Extract each record and reproduce it exactly.

## begin

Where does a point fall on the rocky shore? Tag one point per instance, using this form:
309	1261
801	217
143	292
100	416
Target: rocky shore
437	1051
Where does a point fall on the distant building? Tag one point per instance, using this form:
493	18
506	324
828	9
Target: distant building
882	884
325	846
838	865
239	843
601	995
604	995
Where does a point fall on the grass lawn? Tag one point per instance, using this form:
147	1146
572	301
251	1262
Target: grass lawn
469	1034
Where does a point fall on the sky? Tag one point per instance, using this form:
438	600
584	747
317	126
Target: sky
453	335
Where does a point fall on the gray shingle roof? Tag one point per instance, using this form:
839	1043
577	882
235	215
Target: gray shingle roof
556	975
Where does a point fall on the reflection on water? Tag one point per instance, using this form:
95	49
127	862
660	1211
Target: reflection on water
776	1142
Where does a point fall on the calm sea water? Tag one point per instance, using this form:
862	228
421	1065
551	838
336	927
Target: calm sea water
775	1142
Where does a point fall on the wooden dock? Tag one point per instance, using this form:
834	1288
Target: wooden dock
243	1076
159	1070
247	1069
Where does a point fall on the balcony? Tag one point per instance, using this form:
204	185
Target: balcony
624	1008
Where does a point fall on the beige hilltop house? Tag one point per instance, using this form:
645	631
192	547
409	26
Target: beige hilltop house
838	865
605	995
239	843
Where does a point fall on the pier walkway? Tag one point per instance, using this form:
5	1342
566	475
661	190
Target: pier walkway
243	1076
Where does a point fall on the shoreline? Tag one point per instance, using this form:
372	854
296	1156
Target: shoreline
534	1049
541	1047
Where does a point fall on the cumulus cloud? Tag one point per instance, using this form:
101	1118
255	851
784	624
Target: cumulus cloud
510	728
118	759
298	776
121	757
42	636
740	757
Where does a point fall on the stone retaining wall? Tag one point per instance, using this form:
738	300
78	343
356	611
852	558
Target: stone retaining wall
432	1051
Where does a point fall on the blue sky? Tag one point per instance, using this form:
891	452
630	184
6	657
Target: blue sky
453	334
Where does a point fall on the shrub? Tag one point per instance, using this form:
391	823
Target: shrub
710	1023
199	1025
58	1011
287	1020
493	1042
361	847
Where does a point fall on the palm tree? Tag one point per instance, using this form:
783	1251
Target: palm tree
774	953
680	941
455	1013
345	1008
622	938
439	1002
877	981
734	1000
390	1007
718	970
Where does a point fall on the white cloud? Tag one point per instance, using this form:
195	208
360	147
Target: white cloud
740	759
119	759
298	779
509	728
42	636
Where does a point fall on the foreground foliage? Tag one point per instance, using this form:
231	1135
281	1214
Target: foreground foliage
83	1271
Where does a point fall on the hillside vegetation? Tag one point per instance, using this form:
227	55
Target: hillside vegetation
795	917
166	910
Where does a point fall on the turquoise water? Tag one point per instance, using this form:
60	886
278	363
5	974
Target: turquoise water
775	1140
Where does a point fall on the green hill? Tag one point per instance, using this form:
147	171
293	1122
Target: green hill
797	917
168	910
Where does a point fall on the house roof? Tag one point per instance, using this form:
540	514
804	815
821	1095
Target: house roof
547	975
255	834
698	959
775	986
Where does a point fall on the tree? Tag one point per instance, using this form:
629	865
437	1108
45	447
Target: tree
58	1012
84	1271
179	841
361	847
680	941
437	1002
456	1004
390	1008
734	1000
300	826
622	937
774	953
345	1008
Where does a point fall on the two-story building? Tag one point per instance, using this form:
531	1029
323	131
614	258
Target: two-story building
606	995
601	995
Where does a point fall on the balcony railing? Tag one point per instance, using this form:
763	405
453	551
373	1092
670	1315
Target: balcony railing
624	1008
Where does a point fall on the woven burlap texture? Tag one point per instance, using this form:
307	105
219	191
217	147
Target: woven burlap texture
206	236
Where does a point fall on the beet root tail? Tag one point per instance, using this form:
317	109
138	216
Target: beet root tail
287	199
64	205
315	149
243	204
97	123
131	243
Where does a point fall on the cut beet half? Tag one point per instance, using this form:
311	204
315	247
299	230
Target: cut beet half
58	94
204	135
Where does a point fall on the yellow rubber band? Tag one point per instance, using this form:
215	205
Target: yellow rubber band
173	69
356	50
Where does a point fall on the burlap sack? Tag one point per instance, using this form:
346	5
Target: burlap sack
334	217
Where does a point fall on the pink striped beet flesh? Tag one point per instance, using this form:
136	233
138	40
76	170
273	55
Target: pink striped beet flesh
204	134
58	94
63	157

## end

**The response**.
Where does a point fall on the rocky shore? Tag one point per instance, using this form:
309	1261
801	217
143	292
100	416
Target: rocky shore
437	1051
Where does a point fall on the distant building? Tag one point per instance, using this form:
493	18
506	324
828	9
Target: distant building
882	884
325	846
838	865
239	843
601	995
604	995
Where does a point fall on the grass lawn? Tag one point per instance, using this form:
147	1146
572	301
251	1262
Target: grass lawn
469	1034
Where does a point fall on the sky? Tag one point per instance, using this form:
438	600
584	747
317	126
Target: sky
453	335
Where does a point fall on the gray shingle roof? Tag one point per instance, using this form:
839	1043
577	882
235	215
Target: gray shingle roof
556	975
Where does a point fall on the reflection on water? Tag one point per instance, using this form:
95	49
127	862
660	1211
Target: reflection on water
776	1142
Where does a point fall on the calm sea water? Tag one point per instance, using this form:
862	228
421	1065
551	838
336	927
Target: calm sea water
775	1142
Where does a point fall on the wooden dock? Tag one point per instance, using this form:
834	1288
Target: wooden dock
243	1076
159	1070
247	1069
Where does a point fall on the balcony? Tag one point per instance, using this form:
204	185
Target: balcony
624	1008
Where does a point fall on the beige hilltop house? Tag one point per instance, using this form:
645	631
192	547
409	26
Target: beige hilltop house
838	865
605	995
239	843
Where does a point fall on the pier walkway? Tag one point per instance, using this form:
5	1342
566	475
661	190
Target: pier walkway
243	1076
Where does a point fall on the shoreline? Tag one point per instance, using this form:
372	854
296	1156
Target: shoreline
534	1049
541	1047
Where does a point fall on the cumulus cloud? Tag one point per instance, using this form:
101	1118
255	851
784	624
Target: cumulus cloud
510	728
118	759
298	776
121	757
42	636
740	757
Where does a point fall on the stone retaining wall? Tag one point per instance, using this form:
738	300
78	343
356	611
852	558
Target: stone retaining wall
432	1051
Where does a point fall on the blue sky? Tag one point per instance, using this form:
891	452
630	184
6	657
Target: blue sky
453	334
Where does a point fall on the shrub? Tag one point per instance, using this form:
391	823
Target: shrub
710	1023
199	1025
58	1011
287	1020
493	1042
361	847
Where does a point fall on the palm tree? Tag one point per instance, using this form:
783	1251
Target: palm tree
774	953
680	941
455	1013
345	1008
622	938
439	1002
877	981
734	1000
390	1007
718	970
Where does a point fall on the white cloud? Tag one point per instance, using this form:
195	208
360	147
Target: white cloud
740	759
119	759
298	779
509	728
42	636
Where does a point fall on the foreground foliage? Tag one point per instance, using this form:
231	1135
281	1214
Target: foreground foliage
83	1271
Where does a point fall on the hillside vegetation? Tag one point per instance, using this form:
227	55
Target: hillside vegetation
795	917
166	910
Where does a point fall on the turquoise water? Tag one point per instance, using this form:
60	886
278	363
5	974
Target: turquoise water
775	1140
Where does a point fall on the green hill? Tag one point per instance, using this form:
147	171
293	1122
Target: green hill
797	917
168	910
Where does a point fall on the house roof? Tag one point per instance, using this form:
540	514
804	815
821	1095
Target: house roof
547	975
255	834
698	959
775	986
Where does a point fall on the tree? Tag one point per instance, using this form:
629	865
437	1108
45	447
Target: tree
58	1012
84	1271
179	841
361	847
680	941
437	1002
456	1004
390	1008
734	1000
300	826
622	937
774	953
345	1008
Where does a point fall on the two-story building? Tag one point per instance, using this form:
531	1029
323	131
614	258
Target: two-story building
606	995
601	995
Where does a point fall on the balcony railing? Tag one point per instance, using this form:
763	405
453	551
373	1092
670	1315
Target: balcony railing
624	1008
Where does a point fall on the woven burlap texture? Tag one point per instance, using this form:
307	105
219	191
217	147
Target: woven burlap texture
206	236
Where does a point fall on the beet root tail? Tag one point per instance, using this form:
317	109
138	216
Target: beet root tail
287	199
64	205
315	149
243	204
97	123
131	243
Where does a point fall on the cut beet half? Tag one point per instance, using this form:
311	204
315	247
299	230
Target: cut beet half
58	94
204	135
Where does a point fall on the yellow rubber band? Tag one point per instance, using this form:
215	205
Target: yellow rubber band
173	69
356	50
Where does a point fall on the burlap sack? Tag one point per instance, using this form:
346	5
Target: burlap sack
334	217
Where does a point fall on the pink striped beet flesh? Tag one point per instance, using this form:
136	233
138	40
76	170
273	55
Target: pink striped beet flesh
204	134
58	94
63	157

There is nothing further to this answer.